# [DATA RECORDS]
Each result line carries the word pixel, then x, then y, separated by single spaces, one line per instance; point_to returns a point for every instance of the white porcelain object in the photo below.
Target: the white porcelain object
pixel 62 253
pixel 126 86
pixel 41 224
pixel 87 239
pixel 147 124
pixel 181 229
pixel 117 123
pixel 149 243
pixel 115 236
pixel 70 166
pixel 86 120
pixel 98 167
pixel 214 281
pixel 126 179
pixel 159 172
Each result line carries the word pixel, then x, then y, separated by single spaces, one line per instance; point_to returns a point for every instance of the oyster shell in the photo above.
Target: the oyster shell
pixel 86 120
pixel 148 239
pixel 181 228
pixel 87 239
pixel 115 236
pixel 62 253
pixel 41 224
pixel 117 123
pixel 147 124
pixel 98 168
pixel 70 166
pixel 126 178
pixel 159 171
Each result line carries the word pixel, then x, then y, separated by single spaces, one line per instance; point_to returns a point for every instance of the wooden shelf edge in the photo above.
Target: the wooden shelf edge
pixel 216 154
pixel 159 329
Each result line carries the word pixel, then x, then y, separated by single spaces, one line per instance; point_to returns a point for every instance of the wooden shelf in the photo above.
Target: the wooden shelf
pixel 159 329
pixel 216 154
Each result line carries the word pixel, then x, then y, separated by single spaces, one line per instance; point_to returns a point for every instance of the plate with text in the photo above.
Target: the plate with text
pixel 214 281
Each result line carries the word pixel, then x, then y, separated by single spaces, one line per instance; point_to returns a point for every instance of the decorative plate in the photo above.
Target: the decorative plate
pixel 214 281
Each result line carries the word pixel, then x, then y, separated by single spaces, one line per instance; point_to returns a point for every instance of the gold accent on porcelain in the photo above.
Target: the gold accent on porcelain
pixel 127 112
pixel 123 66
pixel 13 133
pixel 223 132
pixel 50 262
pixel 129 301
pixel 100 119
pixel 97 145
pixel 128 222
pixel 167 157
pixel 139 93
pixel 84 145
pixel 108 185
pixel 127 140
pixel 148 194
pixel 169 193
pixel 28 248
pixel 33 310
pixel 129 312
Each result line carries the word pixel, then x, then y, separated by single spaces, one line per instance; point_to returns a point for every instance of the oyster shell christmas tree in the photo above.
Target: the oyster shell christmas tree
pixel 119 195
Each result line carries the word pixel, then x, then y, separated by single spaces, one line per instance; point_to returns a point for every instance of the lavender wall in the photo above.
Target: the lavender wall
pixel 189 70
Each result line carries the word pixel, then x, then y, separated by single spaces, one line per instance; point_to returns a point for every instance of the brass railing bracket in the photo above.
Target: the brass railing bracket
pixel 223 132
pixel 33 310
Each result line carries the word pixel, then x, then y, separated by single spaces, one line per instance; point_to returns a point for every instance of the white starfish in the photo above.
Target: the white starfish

# [THE EXERCISE]
Can you write out the entries again from the line with "plate in the photo above." up to and including the line with "pixel 189 70", swapping "lavender" for "beige" and leaving everything else unchanged?

# [TASK RESULT]
Each result line carries the word pixel, then x, then y, separated by single spaces, one line per instance; point_to returns a point for every instance of the decorative plate in the photo above.
Target: the decorative plate
pixel 214 281
Each result line carries the word pixel, then x, then y, separated by single spaces, one line per instance; point_to returns a point for every instance of the gold accent on porcelain in the photo above.
Target: the gold accent on porcelain
pixel 127 112
pixel 123 66
pixel 13 133
pixel 223 132
pixel 50 262
pixel 129 301
pixel 100 119
pixel 97 145
pixel 128 222
pixel 167 157
pixel 139 93
pixel 84 145
pixel 108 185
pixel 127 140
pixel 148 194
pixel 169 193
pixel 28 248
pixel 33 310
pixel 129 312
Each result line carries the word pixel, then x, then y, separated by single spaces, one line per instance; point_to returns a point for every instance of the oyster shell christmas tree in the photo above.
Target: the oyster shell christmas tree
pixel 119 195
Each result line carries the word pixel, then x, then y, separated by single spaces, one line per instance; point_to returns a point for every instance of the beige wall in the photo above.
Target: the beige wall
pixel 189 70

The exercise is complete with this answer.